Written exercise 1: Could you repeat, word for word, the stretch from "As container ships" through "premature deaths annually." in the article on ammonia as a shipping fuel?

Given passage:
As container ships traverse oceans, their massive diesel engines emit significant pollutants, contributing to climate change and adversely affecting human health. Maritime shipping is responsible for nearly 3% of global carbon dioxide emissions, and its air quality impacts cause around 100,000 premature deaths annually.
Decarbonizing the shipping industry to mitigate these harmful effects is a key goal of the International Maritime Organization (IMO), a United Nations agency regulating maritime transport. One proposed solution is to switch the global fleet from fossil fuels to sustainable alternatives like ammonia, which can be nearly carbon-free when considering its production and usage.
However, a new study by an interdisciplinary team from MIT and other institutions warns that using ammonia as maritime fuel could worsen air quality and have severe public health consequences unless implemented with stringent emissions regulations.
Ammonia combustion generates nitrous oxide (N2O), a greenhouse gas approximately 300 times more potent than carbon dioxide. It also releases nitrogen oxides (NO and NO2, collectively known as NOx) and may emit unburnt ammonia, which forms fine particulate matter in the atmosphere. These particles can penetrate deep into the lungs, causing health issues such as heart attacks, strokes, and asthma.

Written exercise 2: Can you write out the stretch of the listing below from the line containing "Task: Where can the blue" through the end of the listing? Keep every line the same except the coordinates after the "Target" line, and subtract 17 from each number in those coordinates.

Dataset records:
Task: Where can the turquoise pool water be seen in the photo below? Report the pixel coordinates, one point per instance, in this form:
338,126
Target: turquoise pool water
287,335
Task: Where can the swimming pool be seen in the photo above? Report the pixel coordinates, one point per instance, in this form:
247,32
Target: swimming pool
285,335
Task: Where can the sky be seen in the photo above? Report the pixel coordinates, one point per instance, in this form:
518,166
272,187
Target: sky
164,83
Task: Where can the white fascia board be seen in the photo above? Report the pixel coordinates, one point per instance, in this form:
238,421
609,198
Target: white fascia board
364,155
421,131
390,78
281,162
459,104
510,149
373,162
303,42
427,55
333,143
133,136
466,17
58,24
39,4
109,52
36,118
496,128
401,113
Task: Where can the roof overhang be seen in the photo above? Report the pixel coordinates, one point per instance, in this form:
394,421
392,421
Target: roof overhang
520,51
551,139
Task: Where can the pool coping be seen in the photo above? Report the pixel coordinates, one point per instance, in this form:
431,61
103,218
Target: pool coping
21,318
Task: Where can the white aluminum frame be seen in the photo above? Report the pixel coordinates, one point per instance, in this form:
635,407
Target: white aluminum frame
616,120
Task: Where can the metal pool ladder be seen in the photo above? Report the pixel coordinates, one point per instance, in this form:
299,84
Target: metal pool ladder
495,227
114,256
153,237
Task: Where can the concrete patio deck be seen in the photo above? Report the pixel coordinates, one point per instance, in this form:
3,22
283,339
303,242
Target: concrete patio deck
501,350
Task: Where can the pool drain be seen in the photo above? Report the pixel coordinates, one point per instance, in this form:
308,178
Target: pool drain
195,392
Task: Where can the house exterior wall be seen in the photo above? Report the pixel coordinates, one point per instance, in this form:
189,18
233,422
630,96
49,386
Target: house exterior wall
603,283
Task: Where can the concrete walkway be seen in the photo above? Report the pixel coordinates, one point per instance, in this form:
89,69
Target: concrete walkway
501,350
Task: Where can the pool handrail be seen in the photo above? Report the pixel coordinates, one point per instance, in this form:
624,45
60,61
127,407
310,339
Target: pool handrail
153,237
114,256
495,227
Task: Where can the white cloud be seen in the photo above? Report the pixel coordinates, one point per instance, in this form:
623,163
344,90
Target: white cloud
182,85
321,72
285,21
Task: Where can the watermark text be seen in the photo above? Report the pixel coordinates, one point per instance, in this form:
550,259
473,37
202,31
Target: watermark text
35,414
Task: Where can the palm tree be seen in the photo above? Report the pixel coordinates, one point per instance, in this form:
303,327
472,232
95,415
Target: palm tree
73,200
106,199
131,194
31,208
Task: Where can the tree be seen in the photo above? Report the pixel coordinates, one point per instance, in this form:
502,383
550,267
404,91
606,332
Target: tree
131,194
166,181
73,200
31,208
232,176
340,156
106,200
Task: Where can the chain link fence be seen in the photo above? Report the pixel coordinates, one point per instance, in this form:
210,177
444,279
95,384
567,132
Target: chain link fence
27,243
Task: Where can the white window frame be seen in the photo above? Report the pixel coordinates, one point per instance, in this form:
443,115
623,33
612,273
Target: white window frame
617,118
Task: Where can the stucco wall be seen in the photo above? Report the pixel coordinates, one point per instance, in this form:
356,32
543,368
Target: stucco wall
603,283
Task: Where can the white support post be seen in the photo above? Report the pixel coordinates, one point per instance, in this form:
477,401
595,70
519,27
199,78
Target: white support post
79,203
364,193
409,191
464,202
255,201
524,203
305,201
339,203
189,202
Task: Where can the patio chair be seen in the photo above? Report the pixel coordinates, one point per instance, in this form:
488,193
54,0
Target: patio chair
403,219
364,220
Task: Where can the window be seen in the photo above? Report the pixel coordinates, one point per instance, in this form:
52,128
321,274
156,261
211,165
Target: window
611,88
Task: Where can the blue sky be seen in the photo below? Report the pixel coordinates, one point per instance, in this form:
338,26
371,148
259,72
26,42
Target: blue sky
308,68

Worked solution 1:
As container ships traverse oceans, their massive diesel engines emit significant pollutants, contributing to climate change and adversely affecting human health. Maritime shipping is responsible for nearly 3% of global carbon dioxide emissions, and its air quality impacts cause around 100,000 premature deaths annually.

Worked solution 2:
Task: Where can the blue sky be seen in the photo below? Report the pixel coordinates, one point per instance, in this form:
338,26
371,148
259,72
26,42
Target: blue sky
291,51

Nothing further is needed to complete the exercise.